Douglas Preston, nos cuenta lo que aprendió de Su Santidad en la nieve semi derretida.
A mediados de la década de 1980, yo vivía en Santa Fe, Nuevo México, y apenas podía ganarme la vida como escritor de artículos para revistas, cuando recibí una asignación muy peculiar. El Dalai Lama recibió el Premio Nobel de la Paz en 1989.
Mi amigo tibetano Thondup, quien supo que estaba planeando un viaje a los Estados Unidos, lo invitó a que visitara nuestra ciudad. El Dalai Lama aceptó. En ese momento, no era la celebridad internacional que es hoy en día. Viajó solamente con algunos monjes, que en su mayoría no hablaban inglés. Ni llevaba dinero con él.
A medida que se acercaba la fecha de la visita, Thondup entró en pánico. Llamó a la única persona que conocía del gobierno, un hombre joven llamado James Rutherford, que era el encargado de la galería de arte del gobernador. Rutherford tenía un genio especial para la organización. Se encargó de coordinar la visita del Dalai Lama.
Rutherford pidió prestada una limosina extra larga de un adinerado marchante de arte, y le pidió a su hermano Rusty que la manejara. Convenció a los propietarios de Rancho Encantado, un complejo turístico de lujo en las afueras de Santa Fe, de que proporcionaran alimentos y alojamiento gratis. Me pidió que trabajara como el secretario de prensa del Dalai Lama.

**Tareas del ejercicio:**
1. En el relato sobre la visita del Dalai Lama, ¿a quién llamó Thondup cuando entró en pánico?
2. Indica si cada afirmación coincide con el relato sobre la visita del Dalai Lama y cita las palabras del relato que lo deciden: (a) El Dalai Lama viajó con monjes que en su mayoría hablaban inglés. (b) Rutherford le pidió a su hermano que manejara la limosina. (c) Rancho Encantado queda en el centro de Santa Fe.
3. Escribe la continuación del relato sobre la visita del Dalai Lama a partir de su última oración.

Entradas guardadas
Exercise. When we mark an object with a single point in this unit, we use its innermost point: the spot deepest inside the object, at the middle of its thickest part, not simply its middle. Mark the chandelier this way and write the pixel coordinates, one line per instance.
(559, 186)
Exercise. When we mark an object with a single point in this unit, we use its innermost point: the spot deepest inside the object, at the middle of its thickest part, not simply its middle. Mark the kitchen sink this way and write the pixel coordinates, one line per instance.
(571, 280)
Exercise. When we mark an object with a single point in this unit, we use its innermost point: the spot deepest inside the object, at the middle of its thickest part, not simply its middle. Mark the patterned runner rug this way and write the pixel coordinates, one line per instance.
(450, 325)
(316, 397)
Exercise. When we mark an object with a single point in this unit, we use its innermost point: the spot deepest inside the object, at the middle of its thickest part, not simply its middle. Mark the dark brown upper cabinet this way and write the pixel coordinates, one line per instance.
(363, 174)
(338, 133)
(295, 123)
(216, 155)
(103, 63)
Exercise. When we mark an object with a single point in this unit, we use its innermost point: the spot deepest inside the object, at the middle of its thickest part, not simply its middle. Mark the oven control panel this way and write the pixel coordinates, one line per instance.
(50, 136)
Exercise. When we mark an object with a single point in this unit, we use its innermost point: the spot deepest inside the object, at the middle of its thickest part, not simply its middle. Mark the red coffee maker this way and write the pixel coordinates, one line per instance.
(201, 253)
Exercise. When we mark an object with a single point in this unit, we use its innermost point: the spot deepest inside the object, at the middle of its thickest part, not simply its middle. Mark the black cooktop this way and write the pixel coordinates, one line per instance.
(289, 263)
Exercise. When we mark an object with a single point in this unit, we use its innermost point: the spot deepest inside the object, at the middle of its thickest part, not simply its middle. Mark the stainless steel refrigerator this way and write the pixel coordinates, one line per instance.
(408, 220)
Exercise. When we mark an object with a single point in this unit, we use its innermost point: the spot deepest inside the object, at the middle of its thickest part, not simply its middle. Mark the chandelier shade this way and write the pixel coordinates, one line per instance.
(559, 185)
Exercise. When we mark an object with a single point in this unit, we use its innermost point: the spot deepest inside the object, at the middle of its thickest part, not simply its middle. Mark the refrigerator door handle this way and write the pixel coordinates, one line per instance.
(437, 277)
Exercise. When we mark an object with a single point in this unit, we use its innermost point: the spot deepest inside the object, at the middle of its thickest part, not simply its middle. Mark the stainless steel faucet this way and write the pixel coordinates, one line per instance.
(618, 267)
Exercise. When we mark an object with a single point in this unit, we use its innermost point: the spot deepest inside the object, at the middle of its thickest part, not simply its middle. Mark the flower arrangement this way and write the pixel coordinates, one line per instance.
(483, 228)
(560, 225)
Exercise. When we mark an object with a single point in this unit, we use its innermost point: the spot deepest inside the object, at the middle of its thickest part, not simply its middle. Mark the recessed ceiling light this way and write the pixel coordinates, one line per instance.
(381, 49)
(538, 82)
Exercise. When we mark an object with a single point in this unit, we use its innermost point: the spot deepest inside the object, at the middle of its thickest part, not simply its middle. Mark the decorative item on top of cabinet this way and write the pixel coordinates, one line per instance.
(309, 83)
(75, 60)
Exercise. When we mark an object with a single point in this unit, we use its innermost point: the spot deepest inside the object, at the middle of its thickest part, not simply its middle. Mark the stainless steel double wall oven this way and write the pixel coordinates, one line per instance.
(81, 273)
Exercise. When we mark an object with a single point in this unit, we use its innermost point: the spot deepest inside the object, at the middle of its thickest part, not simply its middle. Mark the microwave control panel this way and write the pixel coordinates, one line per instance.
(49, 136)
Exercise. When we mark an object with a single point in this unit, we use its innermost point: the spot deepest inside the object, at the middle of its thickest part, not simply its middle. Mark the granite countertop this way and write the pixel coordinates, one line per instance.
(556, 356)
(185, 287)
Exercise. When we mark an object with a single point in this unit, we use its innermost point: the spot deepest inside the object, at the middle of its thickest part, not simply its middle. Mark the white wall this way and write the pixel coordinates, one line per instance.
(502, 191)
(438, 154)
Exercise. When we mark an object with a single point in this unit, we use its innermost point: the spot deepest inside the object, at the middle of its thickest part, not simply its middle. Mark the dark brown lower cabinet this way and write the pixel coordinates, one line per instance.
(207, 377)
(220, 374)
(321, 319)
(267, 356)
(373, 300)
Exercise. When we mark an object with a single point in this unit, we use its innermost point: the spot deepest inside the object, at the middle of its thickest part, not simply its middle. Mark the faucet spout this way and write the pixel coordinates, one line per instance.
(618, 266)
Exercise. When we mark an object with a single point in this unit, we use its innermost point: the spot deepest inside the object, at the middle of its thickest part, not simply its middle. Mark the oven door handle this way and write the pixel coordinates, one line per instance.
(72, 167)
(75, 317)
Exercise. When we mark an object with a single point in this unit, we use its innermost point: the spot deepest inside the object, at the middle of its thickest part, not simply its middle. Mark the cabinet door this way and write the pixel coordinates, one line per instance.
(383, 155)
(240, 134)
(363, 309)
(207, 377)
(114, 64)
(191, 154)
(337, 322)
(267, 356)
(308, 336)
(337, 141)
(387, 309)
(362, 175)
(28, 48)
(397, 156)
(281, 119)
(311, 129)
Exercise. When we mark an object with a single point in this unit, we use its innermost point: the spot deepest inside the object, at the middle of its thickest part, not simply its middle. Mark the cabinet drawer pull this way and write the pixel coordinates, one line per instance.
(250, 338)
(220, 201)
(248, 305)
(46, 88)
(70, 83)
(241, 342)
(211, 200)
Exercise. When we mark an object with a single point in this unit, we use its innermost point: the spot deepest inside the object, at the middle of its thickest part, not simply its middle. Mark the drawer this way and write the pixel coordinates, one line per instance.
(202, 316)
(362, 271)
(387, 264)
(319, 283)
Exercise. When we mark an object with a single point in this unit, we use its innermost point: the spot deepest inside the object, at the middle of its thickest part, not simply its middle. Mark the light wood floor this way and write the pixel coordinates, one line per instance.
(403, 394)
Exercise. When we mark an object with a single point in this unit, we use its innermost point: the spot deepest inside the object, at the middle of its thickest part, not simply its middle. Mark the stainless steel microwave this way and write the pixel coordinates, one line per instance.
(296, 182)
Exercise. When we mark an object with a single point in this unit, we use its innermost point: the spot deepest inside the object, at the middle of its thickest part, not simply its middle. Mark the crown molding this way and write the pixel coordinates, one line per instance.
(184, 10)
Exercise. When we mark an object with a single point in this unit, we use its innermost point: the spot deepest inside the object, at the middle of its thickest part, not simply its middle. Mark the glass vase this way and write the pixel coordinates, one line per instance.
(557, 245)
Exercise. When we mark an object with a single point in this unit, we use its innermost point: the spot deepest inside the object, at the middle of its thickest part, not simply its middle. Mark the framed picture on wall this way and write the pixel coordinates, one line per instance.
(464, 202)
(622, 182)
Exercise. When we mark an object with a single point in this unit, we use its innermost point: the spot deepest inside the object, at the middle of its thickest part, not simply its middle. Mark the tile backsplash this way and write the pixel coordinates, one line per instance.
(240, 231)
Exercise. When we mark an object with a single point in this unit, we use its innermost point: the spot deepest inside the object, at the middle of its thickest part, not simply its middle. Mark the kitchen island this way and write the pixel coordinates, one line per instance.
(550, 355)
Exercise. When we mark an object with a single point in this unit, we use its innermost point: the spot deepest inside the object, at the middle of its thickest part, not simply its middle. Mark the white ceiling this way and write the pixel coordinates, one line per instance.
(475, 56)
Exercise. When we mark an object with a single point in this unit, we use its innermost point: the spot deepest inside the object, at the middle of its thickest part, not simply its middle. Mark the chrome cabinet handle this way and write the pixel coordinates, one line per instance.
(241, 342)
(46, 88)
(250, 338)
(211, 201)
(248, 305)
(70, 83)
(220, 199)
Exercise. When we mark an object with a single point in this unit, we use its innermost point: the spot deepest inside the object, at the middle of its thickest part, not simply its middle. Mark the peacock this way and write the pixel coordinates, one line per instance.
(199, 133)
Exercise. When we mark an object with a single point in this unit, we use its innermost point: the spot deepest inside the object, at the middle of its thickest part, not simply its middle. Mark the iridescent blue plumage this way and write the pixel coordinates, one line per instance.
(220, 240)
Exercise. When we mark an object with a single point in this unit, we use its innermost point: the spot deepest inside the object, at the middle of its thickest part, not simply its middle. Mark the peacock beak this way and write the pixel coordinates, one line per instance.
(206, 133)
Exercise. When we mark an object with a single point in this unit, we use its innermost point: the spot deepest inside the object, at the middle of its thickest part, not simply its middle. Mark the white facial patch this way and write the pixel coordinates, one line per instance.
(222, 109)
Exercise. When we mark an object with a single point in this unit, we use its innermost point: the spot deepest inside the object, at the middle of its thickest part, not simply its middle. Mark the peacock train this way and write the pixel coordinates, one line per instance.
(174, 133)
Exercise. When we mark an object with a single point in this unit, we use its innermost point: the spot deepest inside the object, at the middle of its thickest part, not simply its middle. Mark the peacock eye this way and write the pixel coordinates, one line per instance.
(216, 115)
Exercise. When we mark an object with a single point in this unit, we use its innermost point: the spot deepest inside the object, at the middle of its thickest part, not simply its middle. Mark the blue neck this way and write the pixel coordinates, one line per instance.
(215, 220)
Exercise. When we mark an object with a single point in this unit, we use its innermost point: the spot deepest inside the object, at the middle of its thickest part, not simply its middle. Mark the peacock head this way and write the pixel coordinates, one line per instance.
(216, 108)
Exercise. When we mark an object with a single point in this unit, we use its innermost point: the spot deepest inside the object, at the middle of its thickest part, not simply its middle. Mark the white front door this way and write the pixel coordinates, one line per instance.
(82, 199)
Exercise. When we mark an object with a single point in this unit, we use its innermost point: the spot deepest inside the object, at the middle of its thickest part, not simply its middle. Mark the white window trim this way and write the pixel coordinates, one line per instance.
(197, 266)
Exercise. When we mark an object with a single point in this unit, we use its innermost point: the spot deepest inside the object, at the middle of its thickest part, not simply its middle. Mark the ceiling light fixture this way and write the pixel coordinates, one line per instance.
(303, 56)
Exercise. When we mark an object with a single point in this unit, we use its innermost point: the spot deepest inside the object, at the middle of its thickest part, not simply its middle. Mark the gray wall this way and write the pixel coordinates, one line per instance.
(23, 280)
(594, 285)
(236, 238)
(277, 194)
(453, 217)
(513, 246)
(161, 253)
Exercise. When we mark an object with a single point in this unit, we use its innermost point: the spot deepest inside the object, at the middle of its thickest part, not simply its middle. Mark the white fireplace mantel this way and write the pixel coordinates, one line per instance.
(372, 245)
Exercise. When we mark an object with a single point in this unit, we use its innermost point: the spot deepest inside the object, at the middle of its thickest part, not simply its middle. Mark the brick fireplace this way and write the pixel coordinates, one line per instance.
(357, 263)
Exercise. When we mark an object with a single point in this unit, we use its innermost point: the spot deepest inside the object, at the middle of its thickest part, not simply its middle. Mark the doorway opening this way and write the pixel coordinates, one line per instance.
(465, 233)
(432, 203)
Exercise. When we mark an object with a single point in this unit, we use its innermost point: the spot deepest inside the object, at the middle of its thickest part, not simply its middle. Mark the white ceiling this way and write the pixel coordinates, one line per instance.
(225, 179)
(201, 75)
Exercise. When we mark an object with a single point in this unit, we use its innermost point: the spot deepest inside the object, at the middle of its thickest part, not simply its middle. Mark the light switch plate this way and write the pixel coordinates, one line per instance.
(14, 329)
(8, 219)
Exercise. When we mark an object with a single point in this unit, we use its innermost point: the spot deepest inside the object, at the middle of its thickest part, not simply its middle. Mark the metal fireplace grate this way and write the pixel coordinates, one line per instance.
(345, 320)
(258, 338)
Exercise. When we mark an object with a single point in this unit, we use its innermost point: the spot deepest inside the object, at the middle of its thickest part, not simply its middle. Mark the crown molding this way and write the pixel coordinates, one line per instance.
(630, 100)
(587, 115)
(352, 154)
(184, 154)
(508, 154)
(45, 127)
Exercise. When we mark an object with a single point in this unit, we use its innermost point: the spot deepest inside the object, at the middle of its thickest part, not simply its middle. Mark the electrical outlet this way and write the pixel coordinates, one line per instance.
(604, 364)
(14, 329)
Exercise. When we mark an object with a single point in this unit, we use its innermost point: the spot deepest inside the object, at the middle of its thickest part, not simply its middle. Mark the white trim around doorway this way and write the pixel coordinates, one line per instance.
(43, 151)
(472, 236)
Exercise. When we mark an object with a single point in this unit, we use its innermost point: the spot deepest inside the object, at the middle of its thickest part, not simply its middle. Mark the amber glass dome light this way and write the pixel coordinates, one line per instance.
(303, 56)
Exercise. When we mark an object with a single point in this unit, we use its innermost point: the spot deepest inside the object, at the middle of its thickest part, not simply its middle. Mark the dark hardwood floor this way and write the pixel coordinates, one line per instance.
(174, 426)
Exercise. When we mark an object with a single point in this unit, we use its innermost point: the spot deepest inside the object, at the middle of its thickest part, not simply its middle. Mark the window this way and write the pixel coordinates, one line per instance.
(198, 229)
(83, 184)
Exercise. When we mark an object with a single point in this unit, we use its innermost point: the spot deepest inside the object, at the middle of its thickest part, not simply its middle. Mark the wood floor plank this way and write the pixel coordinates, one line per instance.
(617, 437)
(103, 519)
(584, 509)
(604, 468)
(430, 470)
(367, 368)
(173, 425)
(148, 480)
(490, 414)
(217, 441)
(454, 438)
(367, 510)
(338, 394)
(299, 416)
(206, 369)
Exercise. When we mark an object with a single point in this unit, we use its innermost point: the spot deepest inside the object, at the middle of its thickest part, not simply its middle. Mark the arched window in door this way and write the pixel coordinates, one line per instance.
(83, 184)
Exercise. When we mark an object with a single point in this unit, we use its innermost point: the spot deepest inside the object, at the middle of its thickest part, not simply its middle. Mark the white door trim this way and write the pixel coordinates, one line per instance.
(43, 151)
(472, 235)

**Respuestas:**
1. A James Rutherford, un hombre joven que era el encargado de la galería de arte del gobernador.

2.
(a) No: "Viajó solamente con algunos monjes, que en su mayoría no hablaban inglés."
(b) Sí: "le pidió a su hermano Rusty que la manejara."
(c) No: "un complejo turístico de lujo en las afueras de Santa Fe."

3.
El Dalai Lama llegó el 1o de abril de 1991. Estuve a su lado desde las 6 de la mañana hasta la noche. Viajar con él fue una aventura. Estaba feliz y lleno de entusiasmo: hacía preguntas y bromeaba sobre su inglés malo. Se detenía y hablaba con todo el mundo, sin importar cuantas personas le pidieran que se apresurara para llegar a su próxima cita. Cuando te hablaba, era como si bloqueara al resto del mundo para enfocar toda su compasión, atención, preocupación e interés en uno.
Se levantaba todas las mañanas a las 3:30 de la madrugada y meditaba durante varias horas. En Santa Fe tuvo que asistir a cenas, la mayoría de las noches hasta muy tarde. Como consecuencia de ello, todos los días después del almuerzo lo llevábamos nuevamente a Rancho Encantado para que durmiera una siesta.
El penúltimo día de su visita, el Dalai Lama almorzó con senadores de Nuevo México y el gobernador del estado. Durante el almuerzo, alguien mencionó que Santa Fe tenía un área para esquiar. El Dalai Lama aprovechó este comentario y comenzó a hacer preguntas sobre el esquí: si era difícil, quiénes lo practicaban, qué tan rápido se deslizaban, cómo evitaban caerse.
Después del almuerzo, la prensa se dispersó. Generalmente no pasaba nada cuando el Dalai Lama y sus monjes se retiraban para descansar. Pero esta vez algo ocurrió. A mitad de camino hacia el hotel, la limosina del Dalai Lama se detuvo a un costado de la ruta. Un momento más tarde, Rusty salió y se acercó a nosotros. Se apoyó en la ventana del auto.
“El Dalai Lama dice que quiere ir a las montañas a ver esquiar. ¿Qué debo hacer?”
“Si el Dalai Lama desea ir a la estación de esquí”, dijo Rutherford, “vamos a la estación de esquí”.
La limosina hizo un giro en U y manejamos de vuelta atravesando la ciudad y en dirección a las montañas. Cuarenta minutos más tarde, nos encontrábamos en la estación de esquí. La montaña aún estaba abierta. Nos detuvimos debajo de la cabaña principal. Los monjes salieron en tropel de la limosina.
Rutherford desapareció y regresó cinco minutos más tarde con Benny Abruzzo, cuya familia era la propietaria del área de esquí. Abruzzo se quedó sorprendido de encontrar al Dalai Lama y a sus monjes deambulando en la nieve,vestidos únicamente con sus togas. Miraban con gran interés la actividad, el zumbido de los elevadores, los esquiadores que iban y venían, y las pistas de esquí que se elevaban hacia el cielo.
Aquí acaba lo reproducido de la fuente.